Document segment |
---*---
Rationale: Abbreviating words in names does not make them shorter; it only makes them occupy less screen space. The reader still must understand the whole long name. This does not mean, however, that names should necessarily be long; they should be descriptive. Some long names are more descriptive than some short names, but there are also descriptive names that are not long and long names that are not descriptive. Here is an example of a long name that is not descriptive, from SchMUSE, a multi-user simulation environment written in MIT Scheme:

frisk-descriptor-recursive-subexpr-descender-for-frisk-descr-env

Not only is it long (sixty-four characters) and completely impenetrable, but halfway through its author decided to abbreviate some words as well!

Do not write single-letter variable names. Give local variables meaningful names composed from complete English words.

Rationale: It is tempting to reason that local variables are invisible to other code, so it is OK to be messy with their names. This is faulty reasoning: although the next person to come along and use a library may not care about anything but the top-level definitions that it exports, this is not the only audience of the code. Someone will also want to read the code later on, and if it is full of impenetrably terse variable names without meaning, that someone will have a hard time reading the code.

Give names to intermediate values where their expressions do not adequately describe them.

Rationale: An `expression’ is a term that expresses some value. Although a machine needs no higher meaning for this value, and although it should be written to be sufficiently clear for a human to understand what it means, the expression might mean something more than just what it says where it is used. Consequently, it is helpful for humans to see names given to expressions.

Example: A hash table HASH-TABLE maps foos to bars; (HASH-TABLE/GET HASH-TABLE FOO #F) expresses the datum that HASH-TABLE maps FOO to, but that expression gives the reader no hint of any information concerning that datum. (LET ((BAR (HASH-TABLE/GET HASH-TABLE FOO #F))) …) gives a helpful name for the reader to understand the code without having to find the definition of HASH-TABLE.

Index variables such as i and j, or variables such as A and D naming the car and cdr of a pair, are acceptable only if they are completely unambiguous in the scope. For example,

(do ((i 0 (+ i 1))) ((= i (vector-length vector))) (frobnicate (vector-ref vector i)))

is acceptable because the scope of i is very clearly limited to a single vector. However, if more vectors are involved, using more index variables such as j and k will obscure the program further.

Avoid functional combinators, or, worse, the point-free (or `point-less’) style of code that is popular in the Haskell world. At most, use function composition only where the composition of functions is the crux of the idea being expressed, rather than simply a procedure that happens to be a composition of two others.

Rationale: Tempting as it may be to recognize patterns that can be structured as combinations of functional combinators – say, `compose this procedure with the projection of the second argument of that other one’, or (COMPOSE FOO (PROJECT 2 BAR)) –, the reader of the code must subsequently examine the elaborate structure that has been built up to obscure the underlying purpose. The previous fragment could have been written (LAMBDA (A B) (FOO (BAR B))), which is in fact shorter, and which tells the reader directly what argument is being passed on to what, and what argument is being ignored, without forcing the reader to search for the definitions of FOO and BAR or the call site of the final composition. The explicit fragment contains substantially more information when intermediate values are named, which is very helpful for understanding it and especially for modifying it later on.
---*---
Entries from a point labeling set

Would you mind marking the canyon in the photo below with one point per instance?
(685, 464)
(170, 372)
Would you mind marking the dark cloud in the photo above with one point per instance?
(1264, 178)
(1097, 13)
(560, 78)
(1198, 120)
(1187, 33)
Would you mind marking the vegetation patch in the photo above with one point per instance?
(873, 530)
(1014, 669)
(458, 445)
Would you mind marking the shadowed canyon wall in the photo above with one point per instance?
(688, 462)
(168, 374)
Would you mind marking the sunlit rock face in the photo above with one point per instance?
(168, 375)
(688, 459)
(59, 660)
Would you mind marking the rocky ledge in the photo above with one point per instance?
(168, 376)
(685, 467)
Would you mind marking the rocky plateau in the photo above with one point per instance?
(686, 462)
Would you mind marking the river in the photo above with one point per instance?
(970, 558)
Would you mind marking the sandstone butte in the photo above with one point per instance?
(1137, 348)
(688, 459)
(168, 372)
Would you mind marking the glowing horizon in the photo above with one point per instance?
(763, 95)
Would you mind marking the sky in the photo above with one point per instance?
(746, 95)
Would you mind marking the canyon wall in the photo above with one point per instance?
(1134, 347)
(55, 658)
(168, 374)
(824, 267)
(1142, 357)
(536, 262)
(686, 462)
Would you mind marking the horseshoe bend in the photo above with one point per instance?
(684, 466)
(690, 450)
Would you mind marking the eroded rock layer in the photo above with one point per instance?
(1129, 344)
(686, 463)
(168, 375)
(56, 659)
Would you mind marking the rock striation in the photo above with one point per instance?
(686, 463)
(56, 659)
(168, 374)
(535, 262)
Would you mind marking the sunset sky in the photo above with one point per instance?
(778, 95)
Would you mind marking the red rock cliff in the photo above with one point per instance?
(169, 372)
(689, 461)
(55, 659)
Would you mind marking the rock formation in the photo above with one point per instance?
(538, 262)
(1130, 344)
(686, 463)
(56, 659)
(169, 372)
---*---
Required work |
[A] Answer these from the style guide excerpt:
(i) How many characters long is the SchMUSE name given as an example of a long name that is not descriptive?
(ii) In which language is SchMUSE written?
(iii) What lambda expression does the style guide excerpt offer as an alternative to (COMPOSE FOO (PROJECT 2 BAR))?
[B] List every line of the entries that contains the string "rocky", matching case exactly.

Expected responses |
[A]
(i) Sixty-four characters.
(ii) MIT Scheme.
(iii) (LAMBDA (A B) (FOO (BAR B)))

[B]
Would you mind marking the rocky ledge in the photo above with one point per instance?
Would you mind marking the rocky plateau in the photo above with one point per instance?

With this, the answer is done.